- _Task directions_
Write out, please, the line containing "Question. The picture above shows the sky." together with all lines after it, up to and including the last one, with no other output.

Stored records
--- --- ---
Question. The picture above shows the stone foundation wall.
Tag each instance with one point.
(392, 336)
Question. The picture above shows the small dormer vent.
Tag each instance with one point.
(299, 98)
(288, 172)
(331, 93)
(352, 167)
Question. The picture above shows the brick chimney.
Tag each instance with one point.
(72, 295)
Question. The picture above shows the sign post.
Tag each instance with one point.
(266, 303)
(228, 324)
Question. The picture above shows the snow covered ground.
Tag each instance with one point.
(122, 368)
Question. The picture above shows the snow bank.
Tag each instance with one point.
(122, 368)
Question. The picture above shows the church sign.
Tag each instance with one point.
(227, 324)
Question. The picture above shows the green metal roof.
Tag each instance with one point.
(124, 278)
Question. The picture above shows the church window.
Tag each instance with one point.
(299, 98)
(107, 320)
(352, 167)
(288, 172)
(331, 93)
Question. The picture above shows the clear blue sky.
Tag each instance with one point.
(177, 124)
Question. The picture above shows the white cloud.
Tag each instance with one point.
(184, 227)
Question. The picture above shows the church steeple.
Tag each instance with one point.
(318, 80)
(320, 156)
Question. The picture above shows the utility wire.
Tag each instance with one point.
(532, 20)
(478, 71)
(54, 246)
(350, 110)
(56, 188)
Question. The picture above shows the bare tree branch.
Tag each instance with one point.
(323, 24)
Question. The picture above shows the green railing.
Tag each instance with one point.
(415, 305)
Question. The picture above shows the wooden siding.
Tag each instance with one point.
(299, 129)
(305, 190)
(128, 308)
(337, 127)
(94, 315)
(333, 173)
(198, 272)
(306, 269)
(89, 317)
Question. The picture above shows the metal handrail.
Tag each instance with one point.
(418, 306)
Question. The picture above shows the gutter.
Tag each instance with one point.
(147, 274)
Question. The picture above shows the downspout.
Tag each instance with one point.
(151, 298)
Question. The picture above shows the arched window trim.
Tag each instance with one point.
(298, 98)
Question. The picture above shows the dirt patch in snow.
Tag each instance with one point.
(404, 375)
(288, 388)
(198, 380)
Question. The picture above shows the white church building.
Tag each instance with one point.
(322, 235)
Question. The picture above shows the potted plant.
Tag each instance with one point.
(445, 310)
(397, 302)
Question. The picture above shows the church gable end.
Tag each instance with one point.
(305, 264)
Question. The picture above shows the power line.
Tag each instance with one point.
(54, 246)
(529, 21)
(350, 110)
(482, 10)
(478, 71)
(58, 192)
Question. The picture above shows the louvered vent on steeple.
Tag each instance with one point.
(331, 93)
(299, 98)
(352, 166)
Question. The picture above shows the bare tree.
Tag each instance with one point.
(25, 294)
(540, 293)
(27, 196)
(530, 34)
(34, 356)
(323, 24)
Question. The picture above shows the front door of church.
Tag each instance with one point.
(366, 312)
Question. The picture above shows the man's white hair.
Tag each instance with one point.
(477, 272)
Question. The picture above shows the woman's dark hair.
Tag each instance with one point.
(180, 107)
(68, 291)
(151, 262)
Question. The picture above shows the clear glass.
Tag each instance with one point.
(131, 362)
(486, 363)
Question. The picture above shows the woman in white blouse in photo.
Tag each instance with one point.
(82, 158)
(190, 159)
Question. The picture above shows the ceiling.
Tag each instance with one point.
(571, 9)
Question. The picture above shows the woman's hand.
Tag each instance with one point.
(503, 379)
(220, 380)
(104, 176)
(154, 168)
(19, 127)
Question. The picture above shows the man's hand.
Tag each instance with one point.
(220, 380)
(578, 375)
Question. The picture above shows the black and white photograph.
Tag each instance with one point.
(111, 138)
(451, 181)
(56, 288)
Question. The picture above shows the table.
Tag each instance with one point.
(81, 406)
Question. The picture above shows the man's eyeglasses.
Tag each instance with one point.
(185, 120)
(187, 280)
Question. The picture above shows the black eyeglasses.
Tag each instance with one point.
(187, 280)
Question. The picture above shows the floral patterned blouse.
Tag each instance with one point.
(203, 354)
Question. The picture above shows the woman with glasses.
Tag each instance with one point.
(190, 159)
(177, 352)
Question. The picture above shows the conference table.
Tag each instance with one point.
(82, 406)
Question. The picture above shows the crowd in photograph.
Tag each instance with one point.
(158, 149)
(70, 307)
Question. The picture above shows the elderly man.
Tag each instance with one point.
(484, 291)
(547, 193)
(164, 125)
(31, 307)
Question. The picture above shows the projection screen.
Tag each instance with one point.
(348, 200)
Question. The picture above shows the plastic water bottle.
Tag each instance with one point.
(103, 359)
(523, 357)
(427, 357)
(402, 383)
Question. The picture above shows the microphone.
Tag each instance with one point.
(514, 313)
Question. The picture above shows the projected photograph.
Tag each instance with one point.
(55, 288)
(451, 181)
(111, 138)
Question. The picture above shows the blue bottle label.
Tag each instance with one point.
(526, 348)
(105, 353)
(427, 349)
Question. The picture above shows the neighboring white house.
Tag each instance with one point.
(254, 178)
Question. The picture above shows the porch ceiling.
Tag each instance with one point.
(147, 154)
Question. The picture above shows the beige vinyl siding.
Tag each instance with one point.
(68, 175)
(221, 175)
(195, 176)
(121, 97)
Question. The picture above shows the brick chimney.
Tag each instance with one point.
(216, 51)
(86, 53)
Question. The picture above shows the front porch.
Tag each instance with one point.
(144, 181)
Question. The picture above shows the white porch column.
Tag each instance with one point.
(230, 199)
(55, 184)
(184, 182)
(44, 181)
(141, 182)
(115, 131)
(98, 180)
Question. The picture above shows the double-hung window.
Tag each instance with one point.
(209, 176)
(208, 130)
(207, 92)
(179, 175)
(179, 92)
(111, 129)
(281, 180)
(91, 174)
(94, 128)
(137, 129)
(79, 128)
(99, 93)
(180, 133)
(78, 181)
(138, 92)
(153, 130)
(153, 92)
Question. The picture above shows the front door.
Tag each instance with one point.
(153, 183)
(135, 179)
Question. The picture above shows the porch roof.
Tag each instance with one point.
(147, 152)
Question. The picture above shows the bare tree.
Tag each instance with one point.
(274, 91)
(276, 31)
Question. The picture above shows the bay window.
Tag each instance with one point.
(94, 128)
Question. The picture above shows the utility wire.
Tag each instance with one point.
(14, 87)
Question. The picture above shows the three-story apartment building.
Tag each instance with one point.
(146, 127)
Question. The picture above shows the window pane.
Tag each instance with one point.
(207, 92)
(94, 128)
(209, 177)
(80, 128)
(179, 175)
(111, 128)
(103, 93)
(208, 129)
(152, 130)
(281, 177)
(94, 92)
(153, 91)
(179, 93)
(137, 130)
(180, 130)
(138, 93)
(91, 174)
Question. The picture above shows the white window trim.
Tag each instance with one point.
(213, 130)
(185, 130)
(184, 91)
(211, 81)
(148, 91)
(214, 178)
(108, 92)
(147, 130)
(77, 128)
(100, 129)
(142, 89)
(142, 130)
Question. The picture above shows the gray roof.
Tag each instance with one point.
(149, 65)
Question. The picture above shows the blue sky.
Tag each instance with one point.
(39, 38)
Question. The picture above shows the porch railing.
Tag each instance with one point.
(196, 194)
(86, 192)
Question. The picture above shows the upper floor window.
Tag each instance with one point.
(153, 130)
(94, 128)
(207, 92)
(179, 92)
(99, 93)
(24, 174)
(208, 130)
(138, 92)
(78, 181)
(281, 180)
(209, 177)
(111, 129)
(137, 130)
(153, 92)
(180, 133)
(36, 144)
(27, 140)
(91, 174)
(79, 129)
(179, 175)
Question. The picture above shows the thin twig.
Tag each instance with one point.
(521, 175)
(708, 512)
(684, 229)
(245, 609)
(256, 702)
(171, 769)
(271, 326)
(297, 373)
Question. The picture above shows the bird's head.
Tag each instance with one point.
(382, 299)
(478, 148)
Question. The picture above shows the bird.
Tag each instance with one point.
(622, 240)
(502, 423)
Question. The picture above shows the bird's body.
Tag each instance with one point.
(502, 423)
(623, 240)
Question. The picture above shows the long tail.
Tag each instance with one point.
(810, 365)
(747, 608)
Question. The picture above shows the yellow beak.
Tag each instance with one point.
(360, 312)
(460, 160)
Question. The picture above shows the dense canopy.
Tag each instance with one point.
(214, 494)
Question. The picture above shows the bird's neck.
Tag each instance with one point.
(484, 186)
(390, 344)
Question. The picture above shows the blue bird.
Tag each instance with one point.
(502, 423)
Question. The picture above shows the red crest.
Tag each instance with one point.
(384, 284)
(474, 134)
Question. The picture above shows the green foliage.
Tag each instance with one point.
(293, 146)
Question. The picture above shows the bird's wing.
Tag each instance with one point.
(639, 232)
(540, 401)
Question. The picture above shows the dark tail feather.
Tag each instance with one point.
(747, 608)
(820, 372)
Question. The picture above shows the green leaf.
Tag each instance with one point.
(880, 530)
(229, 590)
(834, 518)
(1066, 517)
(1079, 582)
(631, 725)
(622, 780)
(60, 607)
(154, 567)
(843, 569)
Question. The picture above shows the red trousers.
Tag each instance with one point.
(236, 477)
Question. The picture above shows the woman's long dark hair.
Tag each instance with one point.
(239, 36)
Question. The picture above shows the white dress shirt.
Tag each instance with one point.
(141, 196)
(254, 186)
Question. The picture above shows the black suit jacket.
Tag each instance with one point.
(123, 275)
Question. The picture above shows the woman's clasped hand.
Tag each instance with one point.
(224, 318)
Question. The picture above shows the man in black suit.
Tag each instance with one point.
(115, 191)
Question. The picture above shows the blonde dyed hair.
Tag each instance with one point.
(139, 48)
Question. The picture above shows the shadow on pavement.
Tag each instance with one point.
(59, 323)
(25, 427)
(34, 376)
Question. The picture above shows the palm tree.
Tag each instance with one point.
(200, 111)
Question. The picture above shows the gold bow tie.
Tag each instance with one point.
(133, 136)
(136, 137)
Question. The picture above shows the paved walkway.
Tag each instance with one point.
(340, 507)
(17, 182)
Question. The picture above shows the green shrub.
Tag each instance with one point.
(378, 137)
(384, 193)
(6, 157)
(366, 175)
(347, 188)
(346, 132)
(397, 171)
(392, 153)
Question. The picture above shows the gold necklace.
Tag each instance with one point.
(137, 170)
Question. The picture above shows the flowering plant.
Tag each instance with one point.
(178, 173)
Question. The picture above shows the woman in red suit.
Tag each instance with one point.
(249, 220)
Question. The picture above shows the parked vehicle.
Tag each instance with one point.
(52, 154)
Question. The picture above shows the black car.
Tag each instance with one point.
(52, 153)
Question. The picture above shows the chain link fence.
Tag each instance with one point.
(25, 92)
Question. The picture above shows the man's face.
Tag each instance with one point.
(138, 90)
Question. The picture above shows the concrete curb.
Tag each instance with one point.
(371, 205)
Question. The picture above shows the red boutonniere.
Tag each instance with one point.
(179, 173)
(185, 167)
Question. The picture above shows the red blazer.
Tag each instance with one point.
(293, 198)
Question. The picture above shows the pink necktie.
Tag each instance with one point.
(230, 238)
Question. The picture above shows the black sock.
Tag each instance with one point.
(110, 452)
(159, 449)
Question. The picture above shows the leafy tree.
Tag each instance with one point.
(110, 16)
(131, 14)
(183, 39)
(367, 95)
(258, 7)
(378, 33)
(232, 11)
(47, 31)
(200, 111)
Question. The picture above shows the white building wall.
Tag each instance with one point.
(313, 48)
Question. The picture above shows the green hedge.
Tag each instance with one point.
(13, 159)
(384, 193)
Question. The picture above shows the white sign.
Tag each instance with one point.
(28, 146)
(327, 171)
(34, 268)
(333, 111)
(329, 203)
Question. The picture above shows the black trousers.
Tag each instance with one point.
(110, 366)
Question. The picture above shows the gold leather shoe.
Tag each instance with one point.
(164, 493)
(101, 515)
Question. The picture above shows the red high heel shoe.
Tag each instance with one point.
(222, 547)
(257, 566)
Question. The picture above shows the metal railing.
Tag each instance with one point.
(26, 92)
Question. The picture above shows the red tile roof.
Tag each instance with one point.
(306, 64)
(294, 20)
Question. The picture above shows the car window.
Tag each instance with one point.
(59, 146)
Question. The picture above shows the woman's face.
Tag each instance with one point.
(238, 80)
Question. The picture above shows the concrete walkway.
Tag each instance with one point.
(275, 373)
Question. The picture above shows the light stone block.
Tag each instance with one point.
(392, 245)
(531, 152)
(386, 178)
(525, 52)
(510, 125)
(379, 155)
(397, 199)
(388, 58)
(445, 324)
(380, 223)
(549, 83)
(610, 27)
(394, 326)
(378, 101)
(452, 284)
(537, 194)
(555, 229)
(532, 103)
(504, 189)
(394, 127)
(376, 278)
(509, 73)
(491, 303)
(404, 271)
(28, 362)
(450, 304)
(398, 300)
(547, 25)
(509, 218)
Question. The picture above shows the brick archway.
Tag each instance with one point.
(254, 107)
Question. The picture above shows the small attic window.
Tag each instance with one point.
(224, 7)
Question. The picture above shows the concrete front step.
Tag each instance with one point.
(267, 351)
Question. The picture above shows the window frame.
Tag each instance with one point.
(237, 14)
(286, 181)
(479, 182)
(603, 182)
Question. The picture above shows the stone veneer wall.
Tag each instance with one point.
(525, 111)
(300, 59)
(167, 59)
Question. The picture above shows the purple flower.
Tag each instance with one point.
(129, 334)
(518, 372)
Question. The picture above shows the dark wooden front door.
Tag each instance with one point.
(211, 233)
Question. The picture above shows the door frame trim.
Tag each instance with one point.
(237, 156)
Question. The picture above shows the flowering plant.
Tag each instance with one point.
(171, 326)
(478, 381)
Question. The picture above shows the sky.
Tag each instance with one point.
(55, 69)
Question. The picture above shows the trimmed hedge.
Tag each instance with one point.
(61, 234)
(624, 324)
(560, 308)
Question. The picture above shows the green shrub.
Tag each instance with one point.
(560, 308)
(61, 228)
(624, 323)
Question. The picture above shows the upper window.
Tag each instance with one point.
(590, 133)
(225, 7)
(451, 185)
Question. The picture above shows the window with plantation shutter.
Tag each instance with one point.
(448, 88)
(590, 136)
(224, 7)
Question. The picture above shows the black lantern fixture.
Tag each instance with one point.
--- --- ---
- _Answer to the task_
Question. The picture above shows the sky.
Tag each instance with one point.
(55, 69)
Question. The picture above shows the trimmed hedge.
Tag each instance with one point.
(61, 234)
(624, 324)
(560, 308)
Question. The picture above shows the green shrub.
Tag each instance with one point.
(560, 308)
(61, 228)
(624, 323)
Question. The picture above shows the upper window.
Tag each instance with one point.
(590, 133)
(225, 7)
(451, 185)
Question. The picture above shows the window with plantation shutter.
Tag each instance with one point.
(448, 88)
(590, 136)
(224, 7)
Question. The picture above shows the black lantern fixture.
Tag each instance with one point.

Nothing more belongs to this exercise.